### [JOB]
Reproduce verbatim every line of the entries from the line containing "Where can the green matrix" through the final line of the entries, inclusive.
━━━━━ DATA PROVIDED ━━━━━
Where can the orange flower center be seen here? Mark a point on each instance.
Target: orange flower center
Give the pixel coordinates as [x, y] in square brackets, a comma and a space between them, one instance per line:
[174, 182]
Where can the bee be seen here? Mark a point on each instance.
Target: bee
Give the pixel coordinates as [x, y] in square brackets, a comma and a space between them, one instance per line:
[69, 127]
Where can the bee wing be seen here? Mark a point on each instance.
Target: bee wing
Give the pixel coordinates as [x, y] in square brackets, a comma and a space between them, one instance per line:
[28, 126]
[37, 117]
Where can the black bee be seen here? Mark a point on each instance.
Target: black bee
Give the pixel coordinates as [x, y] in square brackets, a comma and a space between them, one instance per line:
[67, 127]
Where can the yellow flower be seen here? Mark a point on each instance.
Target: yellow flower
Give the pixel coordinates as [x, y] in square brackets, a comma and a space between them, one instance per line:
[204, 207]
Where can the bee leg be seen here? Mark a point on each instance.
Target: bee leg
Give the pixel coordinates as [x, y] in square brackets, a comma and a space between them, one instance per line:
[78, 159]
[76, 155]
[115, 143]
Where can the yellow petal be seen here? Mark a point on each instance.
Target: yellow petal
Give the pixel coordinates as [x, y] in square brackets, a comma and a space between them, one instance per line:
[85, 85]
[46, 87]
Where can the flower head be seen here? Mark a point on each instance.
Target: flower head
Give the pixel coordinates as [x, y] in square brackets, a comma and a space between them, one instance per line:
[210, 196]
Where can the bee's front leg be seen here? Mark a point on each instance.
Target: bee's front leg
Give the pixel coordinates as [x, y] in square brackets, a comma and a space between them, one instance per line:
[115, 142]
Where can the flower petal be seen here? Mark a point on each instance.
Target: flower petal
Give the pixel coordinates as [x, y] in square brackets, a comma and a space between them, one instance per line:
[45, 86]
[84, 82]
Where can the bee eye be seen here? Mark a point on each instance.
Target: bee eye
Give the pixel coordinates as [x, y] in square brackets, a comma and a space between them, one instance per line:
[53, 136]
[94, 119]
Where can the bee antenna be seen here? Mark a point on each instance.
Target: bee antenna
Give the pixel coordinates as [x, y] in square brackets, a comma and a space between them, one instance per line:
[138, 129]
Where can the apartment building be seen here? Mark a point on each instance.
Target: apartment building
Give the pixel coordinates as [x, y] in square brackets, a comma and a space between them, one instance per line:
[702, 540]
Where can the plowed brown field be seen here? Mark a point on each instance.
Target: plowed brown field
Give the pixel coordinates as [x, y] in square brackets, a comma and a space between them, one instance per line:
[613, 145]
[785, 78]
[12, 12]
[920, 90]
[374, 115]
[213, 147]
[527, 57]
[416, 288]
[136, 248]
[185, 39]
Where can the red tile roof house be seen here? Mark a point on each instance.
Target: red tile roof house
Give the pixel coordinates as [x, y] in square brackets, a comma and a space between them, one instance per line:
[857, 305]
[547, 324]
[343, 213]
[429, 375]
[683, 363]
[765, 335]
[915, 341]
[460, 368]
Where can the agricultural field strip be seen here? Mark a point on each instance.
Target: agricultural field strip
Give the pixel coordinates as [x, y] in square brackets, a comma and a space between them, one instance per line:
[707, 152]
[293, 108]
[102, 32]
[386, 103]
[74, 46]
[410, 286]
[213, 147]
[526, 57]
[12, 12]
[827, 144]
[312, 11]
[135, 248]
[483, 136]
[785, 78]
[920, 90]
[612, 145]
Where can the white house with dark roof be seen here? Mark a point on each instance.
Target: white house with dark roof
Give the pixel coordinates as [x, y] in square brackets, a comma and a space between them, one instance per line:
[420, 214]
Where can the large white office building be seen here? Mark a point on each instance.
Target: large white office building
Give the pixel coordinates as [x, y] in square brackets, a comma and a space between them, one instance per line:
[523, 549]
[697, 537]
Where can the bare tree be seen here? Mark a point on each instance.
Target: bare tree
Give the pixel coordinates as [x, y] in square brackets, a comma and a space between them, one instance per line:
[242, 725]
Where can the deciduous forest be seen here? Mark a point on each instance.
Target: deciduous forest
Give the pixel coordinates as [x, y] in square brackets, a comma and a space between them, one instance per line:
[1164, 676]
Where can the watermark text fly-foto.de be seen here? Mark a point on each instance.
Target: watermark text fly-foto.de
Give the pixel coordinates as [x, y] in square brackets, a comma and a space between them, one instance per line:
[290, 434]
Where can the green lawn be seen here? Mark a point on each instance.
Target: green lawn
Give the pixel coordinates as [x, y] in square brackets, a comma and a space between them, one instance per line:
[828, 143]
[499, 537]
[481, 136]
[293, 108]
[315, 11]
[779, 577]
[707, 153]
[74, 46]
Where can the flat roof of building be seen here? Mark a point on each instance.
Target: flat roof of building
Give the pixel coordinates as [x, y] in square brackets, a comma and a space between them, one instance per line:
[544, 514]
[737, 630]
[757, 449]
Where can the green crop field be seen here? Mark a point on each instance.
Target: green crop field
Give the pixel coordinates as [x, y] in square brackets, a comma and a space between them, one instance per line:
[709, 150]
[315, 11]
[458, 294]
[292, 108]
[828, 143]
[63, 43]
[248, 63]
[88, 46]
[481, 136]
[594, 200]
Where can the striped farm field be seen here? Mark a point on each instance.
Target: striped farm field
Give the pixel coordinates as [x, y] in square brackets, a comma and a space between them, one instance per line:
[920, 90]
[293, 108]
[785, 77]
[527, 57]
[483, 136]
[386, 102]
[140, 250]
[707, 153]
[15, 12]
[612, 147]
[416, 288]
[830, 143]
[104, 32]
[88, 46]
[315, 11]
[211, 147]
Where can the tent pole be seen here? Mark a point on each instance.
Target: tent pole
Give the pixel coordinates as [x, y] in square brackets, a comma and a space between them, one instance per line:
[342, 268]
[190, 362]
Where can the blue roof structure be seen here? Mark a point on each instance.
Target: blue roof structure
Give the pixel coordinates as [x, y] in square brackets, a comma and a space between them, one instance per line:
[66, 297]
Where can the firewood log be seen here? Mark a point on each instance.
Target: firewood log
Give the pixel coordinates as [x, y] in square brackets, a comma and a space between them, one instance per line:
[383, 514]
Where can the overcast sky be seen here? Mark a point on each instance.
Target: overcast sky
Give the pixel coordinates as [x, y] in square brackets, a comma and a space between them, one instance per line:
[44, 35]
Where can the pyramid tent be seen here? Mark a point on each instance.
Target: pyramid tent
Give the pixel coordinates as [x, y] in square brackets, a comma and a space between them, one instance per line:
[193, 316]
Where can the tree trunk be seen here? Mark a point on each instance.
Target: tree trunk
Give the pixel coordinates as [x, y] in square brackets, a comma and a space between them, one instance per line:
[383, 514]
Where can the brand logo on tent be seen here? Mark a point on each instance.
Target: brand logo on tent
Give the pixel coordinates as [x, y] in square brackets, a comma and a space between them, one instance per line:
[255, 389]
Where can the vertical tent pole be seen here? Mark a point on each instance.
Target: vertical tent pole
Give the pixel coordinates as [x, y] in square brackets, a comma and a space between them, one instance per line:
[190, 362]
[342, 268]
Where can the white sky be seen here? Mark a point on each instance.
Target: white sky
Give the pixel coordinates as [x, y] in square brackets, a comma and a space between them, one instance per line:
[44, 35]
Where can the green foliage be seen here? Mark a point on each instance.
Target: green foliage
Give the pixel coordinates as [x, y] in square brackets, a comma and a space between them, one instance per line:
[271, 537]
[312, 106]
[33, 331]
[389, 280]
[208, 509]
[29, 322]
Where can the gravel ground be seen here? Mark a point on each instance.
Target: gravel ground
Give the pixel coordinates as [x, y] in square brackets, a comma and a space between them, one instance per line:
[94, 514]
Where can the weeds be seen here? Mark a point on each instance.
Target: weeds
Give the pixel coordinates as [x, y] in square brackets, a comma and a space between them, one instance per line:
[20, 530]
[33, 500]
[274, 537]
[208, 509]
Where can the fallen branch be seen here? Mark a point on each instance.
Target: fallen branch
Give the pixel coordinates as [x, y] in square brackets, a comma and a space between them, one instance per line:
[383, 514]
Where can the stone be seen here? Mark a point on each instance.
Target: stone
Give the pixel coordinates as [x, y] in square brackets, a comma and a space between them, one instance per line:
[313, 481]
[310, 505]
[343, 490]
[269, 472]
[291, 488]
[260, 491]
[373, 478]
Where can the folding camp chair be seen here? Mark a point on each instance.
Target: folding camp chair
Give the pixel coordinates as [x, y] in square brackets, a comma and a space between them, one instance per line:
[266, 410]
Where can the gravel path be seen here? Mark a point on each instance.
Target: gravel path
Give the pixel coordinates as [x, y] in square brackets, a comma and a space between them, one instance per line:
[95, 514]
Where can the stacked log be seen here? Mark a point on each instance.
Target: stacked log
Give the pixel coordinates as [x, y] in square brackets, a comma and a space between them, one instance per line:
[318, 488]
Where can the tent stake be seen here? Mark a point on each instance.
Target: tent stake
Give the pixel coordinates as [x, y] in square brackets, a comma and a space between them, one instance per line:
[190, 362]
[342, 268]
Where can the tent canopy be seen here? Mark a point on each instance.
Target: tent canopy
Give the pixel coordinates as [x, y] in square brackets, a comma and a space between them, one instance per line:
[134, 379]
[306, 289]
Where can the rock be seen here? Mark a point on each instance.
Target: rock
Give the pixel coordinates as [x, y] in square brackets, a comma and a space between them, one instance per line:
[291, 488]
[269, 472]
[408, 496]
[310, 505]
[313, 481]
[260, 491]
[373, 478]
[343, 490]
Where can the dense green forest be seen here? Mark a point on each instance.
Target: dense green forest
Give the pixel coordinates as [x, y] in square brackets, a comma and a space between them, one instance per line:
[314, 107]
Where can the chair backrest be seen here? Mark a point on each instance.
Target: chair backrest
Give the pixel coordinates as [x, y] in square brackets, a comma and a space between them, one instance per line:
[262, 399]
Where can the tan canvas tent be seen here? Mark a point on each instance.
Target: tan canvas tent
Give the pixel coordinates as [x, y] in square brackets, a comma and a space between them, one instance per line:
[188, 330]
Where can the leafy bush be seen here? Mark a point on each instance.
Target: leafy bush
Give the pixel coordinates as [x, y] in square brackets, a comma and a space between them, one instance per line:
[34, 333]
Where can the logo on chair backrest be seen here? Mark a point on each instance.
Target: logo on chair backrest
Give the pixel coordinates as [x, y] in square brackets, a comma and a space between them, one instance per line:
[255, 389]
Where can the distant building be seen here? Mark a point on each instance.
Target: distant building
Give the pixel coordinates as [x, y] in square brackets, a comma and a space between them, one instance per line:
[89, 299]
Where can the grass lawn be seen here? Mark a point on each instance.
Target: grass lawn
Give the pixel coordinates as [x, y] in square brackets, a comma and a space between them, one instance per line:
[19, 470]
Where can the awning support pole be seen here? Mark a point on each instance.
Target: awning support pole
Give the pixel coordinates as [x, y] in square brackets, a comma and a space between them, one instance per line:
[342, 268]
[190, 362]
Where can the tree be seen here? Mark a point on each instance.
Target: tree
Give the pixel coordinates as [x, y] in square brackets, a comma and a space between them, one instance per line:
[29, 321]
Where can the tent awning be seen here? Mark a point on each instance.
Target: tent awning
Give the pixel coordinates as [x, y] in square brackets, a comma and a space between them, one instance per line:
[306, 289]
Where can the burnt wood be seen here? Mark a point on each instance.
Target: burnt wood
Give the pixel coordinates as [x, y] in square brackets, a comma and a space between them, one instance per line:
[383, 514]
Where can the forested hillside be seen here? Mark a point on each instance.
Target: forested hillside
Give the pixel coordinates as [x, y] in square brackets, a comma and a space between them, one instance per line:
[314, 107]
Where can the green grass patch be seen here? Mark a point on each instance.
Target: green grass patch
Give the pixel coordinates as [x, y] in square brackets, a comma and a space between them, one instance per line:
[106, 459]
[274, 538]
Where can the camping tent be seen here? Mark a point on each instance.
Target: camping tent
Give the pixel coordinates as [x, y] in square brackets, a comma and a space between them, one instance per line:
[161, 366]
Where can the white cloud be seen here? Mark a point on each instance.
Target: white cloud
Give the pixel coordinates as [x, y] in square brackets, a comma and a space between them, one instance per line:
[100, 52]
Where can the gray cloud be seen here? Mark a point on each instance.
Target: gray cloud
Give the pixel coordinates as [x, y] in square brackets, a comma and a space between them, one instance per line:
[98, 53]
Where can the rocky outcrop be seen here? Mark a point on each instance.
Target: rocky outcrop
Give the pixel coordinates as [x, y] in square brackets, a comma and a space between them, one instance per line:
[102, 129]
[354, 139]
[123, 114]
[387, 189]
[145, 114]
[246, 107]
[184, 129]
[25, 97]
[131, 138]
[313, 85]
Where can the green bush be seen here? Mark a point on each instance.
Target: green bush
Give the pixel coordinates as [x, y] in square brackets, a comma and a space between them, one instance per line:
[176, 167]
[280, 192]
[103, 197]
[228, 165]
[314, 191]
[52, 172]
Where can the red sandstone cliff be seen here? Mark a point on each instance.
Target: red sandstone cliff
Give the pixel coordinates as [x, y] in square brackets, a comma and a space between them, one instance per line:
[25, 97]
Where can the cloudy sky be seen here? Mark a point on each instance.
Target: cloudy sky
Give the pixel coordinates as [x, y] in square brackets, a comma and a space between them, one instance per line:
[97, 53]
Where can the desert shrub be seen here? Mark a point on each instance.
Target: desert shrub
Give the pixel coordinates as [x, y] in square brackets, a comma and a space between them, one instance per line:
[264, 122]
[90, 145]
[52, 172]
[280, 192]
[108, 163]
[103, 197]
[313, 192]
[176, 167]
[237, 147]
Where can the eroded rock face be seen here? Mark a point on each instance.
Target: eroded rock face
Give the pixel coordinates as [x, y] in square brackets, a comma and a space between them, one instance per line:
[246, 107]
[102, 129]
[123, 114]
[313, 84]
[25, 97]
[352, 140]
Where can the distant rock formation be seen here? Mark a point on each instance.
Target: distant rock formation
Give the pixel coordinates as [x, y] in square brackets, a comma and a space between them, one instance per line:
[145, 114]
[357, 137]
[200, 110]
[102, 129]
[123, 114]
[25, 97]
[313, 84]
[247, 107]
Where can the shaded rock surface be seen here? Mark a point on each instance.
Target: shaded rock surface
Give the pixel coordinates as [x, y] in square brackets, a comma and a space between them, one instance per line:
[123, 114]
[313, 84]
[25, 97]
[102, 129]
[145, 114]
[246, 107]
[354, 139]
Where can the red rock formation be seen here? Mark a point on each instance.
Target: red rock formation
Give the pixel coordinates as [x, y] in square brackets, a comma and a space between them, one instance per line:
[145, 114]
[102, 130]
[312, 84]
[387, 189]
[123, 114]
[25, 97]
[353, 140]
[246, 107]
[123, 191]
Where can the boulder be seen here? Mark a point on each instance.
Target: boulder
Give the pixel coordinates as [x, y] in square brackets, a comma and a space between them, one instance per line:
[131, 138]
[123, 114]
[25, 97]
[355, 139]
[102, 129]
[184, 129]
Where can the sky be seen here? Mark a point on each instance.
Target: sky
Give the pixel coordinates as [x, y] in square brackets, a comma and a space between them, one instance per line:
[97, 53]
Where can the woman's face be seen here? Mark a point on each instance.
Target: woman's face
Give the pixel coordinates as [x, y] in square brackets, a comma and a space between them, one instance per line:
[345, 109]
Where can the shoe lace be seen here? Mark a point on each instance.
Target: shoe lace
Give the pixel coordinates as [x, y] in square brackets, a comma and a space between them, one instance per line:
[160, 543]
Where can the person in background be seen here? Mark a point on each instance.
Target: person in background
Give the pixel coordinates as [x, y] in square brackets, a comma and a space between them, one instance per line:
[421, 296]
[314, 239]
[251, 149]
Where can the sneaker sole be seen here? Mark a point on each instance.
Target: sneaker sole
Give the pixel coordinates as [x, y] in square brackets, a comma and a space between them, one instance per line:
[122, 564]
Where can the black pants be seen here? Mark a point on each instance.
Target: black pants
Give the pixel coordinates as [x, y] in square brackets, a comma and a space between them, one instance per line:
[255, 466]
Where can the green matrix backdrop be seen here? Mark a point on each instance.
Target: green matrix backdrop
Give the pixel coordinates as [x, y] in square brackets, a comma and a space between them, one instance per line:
━━━━━
### [COMPLETE RESPONSE]
Where can the green matrix backdrop be seen here? Mark a point on each instance.
Target: green matrix backdrop
Give the pixel coordinates as [x, y] in square brackets, a comma and a space between them, one instance per line:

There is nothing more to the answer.